What is needed: Leave out the pictures and repeat the data exactly.

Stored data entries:

'''

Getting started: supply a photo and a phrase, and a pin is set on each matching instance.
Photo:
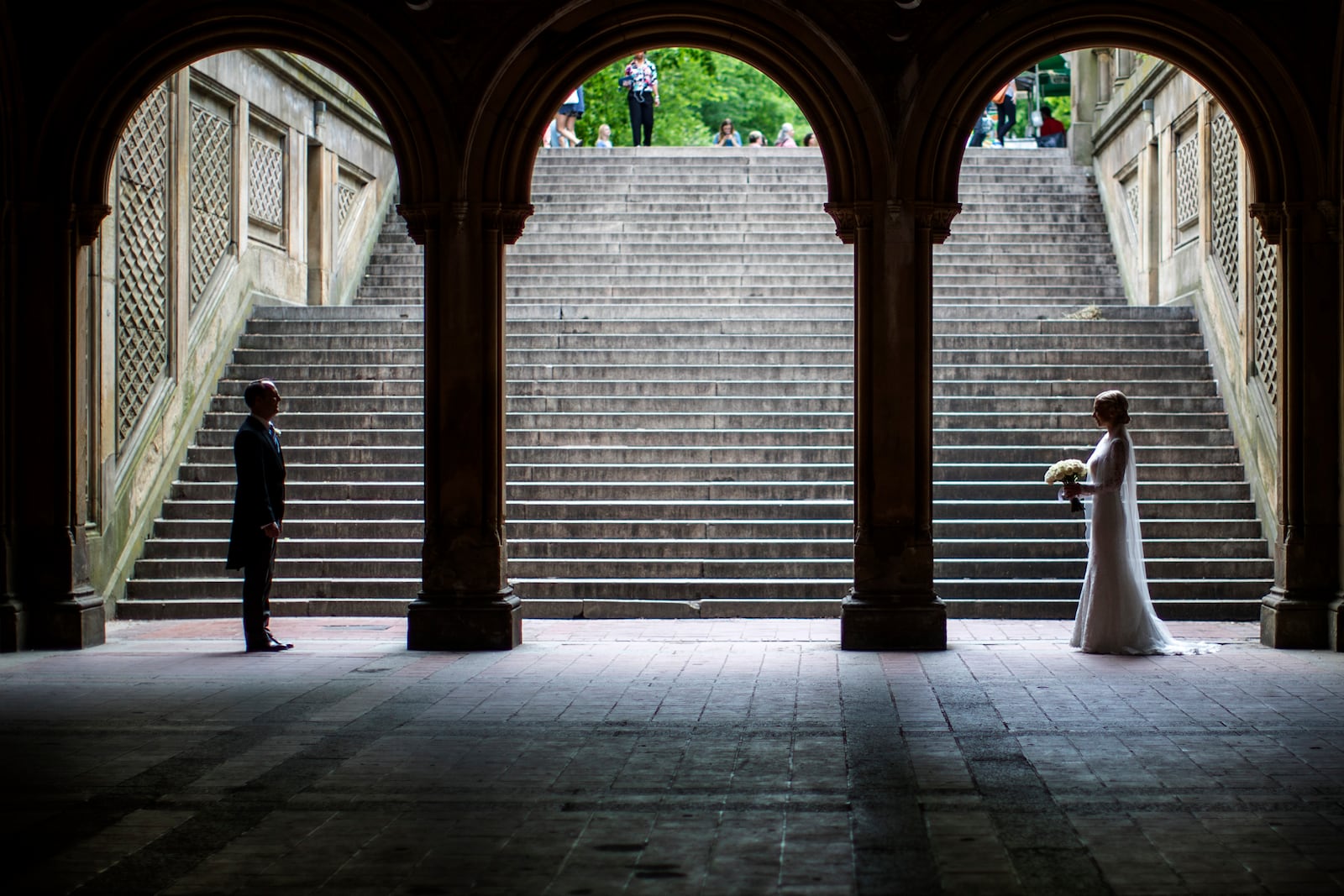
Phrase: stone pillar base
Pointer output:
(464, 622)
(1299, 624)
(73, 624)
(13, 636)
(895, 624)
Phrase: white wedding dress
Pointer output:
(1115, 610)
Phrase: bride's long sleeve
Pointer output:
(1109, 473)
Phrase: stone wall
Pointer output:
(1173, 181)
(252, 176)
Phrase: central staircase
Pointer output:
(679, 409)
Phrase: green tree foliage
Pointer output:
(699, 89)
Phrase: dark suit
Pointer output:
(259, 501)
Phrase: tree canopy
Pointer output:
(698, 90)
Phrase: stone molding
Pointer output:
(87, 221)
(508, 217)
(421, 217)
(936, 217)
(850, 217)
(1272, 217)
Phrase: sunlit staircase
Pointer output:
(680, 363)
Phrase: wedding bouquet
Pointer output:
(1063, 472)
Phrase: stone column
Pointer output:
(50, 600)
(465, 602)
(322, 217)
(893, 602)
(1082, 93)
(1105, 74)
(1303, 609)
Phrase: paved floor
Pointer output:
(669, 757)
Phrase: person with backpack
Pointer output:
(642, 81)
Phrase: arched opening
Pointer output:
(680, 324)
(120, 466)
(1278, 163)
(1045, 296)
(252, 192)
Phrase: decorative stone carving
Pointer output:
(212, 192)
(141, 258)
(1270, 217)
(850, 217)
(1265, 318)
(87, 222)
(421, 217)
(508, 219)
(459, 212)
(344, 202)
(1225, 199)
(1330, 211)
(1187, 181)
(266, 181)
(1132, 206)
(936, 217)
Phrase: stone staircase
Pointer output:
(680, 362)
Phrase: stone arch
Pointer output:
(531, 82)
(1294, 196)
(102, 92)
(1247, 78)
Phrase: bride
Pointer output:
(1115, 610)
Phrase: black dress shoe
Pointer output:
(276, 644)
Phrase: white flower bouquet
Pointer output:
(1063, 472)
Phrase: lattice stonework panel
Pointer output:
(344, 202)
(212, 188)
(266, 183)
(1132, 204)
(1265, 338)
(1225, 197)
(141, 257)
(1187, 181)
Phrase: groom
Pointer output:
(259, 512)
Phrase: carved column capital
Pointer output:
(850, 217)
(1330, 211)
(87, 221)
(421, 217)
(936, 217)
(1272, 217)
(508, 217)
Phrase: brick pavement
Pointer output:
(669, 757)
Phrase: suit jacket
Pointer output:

'''

Result:
Getting started: supply a photo and a phrase, and a pin is set on each matching instance.
Photo:
Phrase: stone pillar base
Pointer output:
(464, 622)
(1299, 624)
(73, 624)
(13, 636)
(895, 624)
Phrase: white wedding dress
Pointer output:
(1115, 610)
Phrase: bride's long sleeve
Pointer output:
(1109, 473)
Phrase: stone wall
Pointer output:
(1173, 181)
(252, 176)
Phrase: central staircase
Pointer output:
(679, 409)
Phrase: green tree foliage
Pointer output:
(699, 89)
Phrase: dark suit
Pointer output:
(259, 501)
Phrase: tree canopy
Pointer output:
(698, 90)
Phrase: stone molding
Pointer output:
(87, 221)
(508, 217)
(421, 217)
(936, 217)
(850, 217)
(1272, 217)
Phrase: sunlit staircase
Pointer output:
(680, 363)
Phrase: wedding bouquet
Pointer output:
(1063, 472)
Phrase: stone column
Pointer output:
(50, 600)
(465, 602)
(322, 217)
(893, 602)
(1082, 93)
(1105, 74)
(1303, 609)
Phrase: paved floor
Pointer output:
(669, 757)
Phrase: person with backpack
Pointer output:
(642, 81)
Phrase: arched opening
Pointer output:
(680, 324)
(120, 466)
(1278, 163)
(1045, 296)
(252, 192)
Phrase: decorative stone carving
Pointer output:
(212, 192)
(141, 258)
(1270, 217)
(850, 217)
(1265, 318)
(87, 222)
(421, 217)
(508, 219)
(459, 212)
(344, 202)
(1225, 199)
(1330, 211)
(1187, 181)
(266, 181)
(1132, 206)
(936, 217)
Phrase: stone staircase
Pointer output:
(680, 362)
Phrase: stone arch
Pointer output:
(531, 82)
(1294, 196)
(102, 92)
(1247, 78)
Phrase: bride
Pointer output:
(1115, 610)
Phrase: black dress shoe
Pointer output:
(276, 644)
Phrase: white flower bouquet
Pointer output:
(1063, 472)
Phrase: lattice stonework panel
Pointer output:
(344, 202)
(212, 188)
(266, 183)
(1132, 204)
(1265, 338)
(1225, 197)
(141, 257)
(1187, 181)
Phrase: groom
Pointer output:
(259, 512)
Phrase: carved column capital
Pointer output:
(850, 217)
(1330, 211)
(87, 221)
(421, 217)
(936, 217)
(1272, 217)
(508, 217)
Phrase: brick pavement
Pointer output:
(669, 757)
Phrase: suit jacket
Pointer output:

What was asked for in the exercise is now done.